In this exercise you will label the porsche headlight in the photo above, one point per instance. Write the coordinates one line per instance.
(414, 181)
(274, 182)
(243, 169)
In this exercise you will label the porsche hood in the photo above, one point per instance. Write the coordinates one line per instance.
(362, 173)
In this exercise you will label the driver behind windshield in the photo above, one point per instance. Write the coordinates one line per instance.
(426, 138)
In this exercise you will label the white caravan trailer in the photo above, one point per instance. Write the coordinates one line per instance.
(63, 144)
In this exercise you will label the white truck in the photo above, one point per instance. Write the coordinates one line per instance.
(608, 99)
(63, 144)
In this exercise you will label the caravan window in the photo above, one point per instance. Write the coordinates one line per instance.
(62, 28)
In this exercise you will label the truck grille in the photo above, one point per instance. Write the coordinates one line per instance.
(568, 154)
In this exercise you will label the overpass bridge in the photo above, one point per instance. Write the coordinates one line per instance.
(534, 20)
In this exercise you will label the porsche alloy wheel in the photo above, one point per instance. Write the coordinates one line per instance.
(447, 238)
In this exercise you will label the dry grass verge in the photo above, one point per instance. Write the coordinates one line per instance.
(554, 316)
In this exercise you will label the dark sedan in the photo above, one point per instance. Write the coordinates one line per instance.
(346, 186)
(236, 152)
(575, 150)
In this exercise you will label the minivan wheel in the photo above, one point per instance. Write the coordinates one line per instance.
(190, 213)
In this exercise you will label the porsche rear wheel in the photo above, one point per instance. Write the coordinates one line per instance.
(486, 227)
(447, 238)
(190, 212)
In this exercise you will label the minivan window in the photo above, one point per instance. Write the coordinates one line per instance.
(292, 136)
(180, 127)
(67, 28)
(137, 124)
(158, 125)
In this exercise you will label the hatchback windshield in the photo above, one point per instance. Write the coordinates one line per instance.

- - -

• [Task to carry out]
Replace "caravan" with "camper" and rewrite the lines from the line with "In this exercise you will label the driver" through the last line, leaving everything else unchanged.

• [Solved exercise]
In this exercise you will label the driver behind windshield in the photo above, one point per instance. Write the coordinates one line per instance.
(426, 138)
In this exercise you will label the white camper trailer in the photo above, one point per instance. Write the coordinates one line per instance.
(63, 144)
In this exercise you will label the white truck in the photo above, one point per instance. Write the coordinates one line per instance.
(608, 99)
(63, 144)
In this exercise you will label the camper window in the photo above, one point per instance. Write the coordinates one line per instance.
(62, 28)
In this exercise you will label the truck grille in the photo above, one point per instance. Write the coordinates one line per instance.
(568, 154)
In this exercise you will label the overpass bridge in the photo above, one point per instance. Write the coordinates one line per instance.
(534, 20)
In this exercise you will label the porsche alloy wheel in the photo above, one point per instance. Write the coordinates one line per instance.
(447, 238)
In this exercise you will label the dry grass verge in the photo above, one point per instance. Write the coordinates one line per instance.
(554, 316)
In this exercise you will label the dark sedan in the photo above, one point per instance. Write the coordinates one line per instance.
(346, 186)
(236, 152)
(575, 150)
In this exercise you will label the minivan wheel in the photo above, one point per instance. Write the coordinates one line per instance.
(190, 213)
In this exercise you will label the porsche rear wheel in the photo above, one point per instance. Write the coordinates one line per instance.
(486, 227)
(447, 238)
(190, 212)
In this exercise you will label the minivan window in the photo above, one point per instance. Write the coordinates one line per instance.
(292, 136)
(180, 127)
(67, 28)
(137, 124)
(158, 125)
In this exercise you will label the hatchback windshield in the photo above, one point per instance. Write the coordinates one line per instance.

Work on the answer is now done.